## Exercise brief
Each entry below should be reproduced character for character.

Saved entries
********************

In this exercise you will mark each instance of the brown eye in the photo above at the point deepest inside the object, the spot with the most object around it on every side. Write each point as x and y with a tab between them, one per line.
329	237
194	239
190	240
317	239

********************

## Output for this exercise
In this exercise you will mark each instance of the brown eye in the photo above at the point deepest inside the object, the spot with the most object around it on every side. Write each point as x and y with a tab between them, one per line.
329	237
194	239
190	240
317	239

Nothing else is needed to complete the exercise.